=== Passage to read ===
--- --- ---

Original bug ID: 7638
Reporter: @xavierleroy
Status: resolved (set by @xavierleroy on 2017-09-28T09:44:41Z)
Resolution: fixed
Priority: normal
Severity: major
Platform: Mingw64
OS: Windows 64
OS Version: 10
Version: 4.06.0 +dev/beta1/beta2/rc1
Target version: 4.06.0 +dev/beta1/beta2/rc1
Fixed in version: 4.06.0 +dev/beta1/beta2/rc1
Category: platform support (windows, cross-compilation, etc)
Monitored by: @gasche

Bug description

Consider:

let crashme v =
ignore (Sys.getenv v)

let _ =
let th = Thread.create crashme "no such variable" in
Thread.join th

Compile this program to bytecode using the Mingw64 port of OCaml and the trunk current at the time of this PR, i.e. 4.06.0+dev. On a Windows 10 machine (ocaml-mingw-64-b from Inria's CI pool, to be exact), the program crashes reproducibly.

--- --- ---

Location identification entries
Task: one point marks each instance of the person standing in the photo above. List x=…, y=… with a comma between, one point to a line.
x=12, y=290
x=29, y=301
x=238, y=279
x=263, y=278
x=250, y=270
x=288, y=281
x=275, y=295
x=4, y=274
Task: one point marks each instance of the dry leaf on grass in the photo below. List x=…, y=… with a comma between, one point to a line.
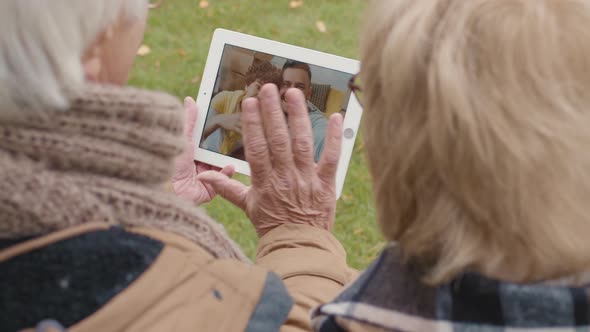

--- --- ---

=== Set tasks ===
A – Could you set down the bug report in full, word for word?
B – Can you write out all the location identification entries again, requests included, with every coordinate in the answers shifted by -51? Leave the pictures out.

=== Solutions to the problems ===
A –
Original bug ID: 7638
Reporter: @xavierleroy
Status: resolved (set by @xavierleroy on 2017-09-28T09:44:41Z)
Resolution: fixed
Priority: normal
Severity: major
Platform: Mingw64
OS: Windows 64
OS Version: 10
Version: 4.06.0 +dev/beta1/beta2/rc1
Target version: 4.06.0 +dev/beta1/beta2/rc1
Fixed in version: 4.06.0 +dev/beta1/beta2/rc1
Category: platform support (windows, cross-compilation, etc)
Monitored by: @gasche

Bug description

Consider:

let crashme v =
ignore (Sys.getenv v)

let _ =
let th = Thread.create crashme "no such variable" in
Thread.join th

Compile this program to bytecode using the Mingw64 port of OCaml and the trunk current at the time of this PR, i.e. 4.06.0+dev. On a Windows 10 machine (ocaml-mingw-64-b from Inria's CI pool, to be exact), the program crashes reproducibly.

B –
Task: one point marks each instance of the person standing in the photo above. List x=…, y=… with a comma between, one point to a line.
x=-39, y=239
x=-22, y=250
x=187, y=228
x=212, y=227
x=199, y=219
x=237, y=230
x=224, y=244
x=-47, y=223
Task: one point marks each instance of the dry leaf on grass in the photo below. List x=…, y=… with a comma between, one point to a line.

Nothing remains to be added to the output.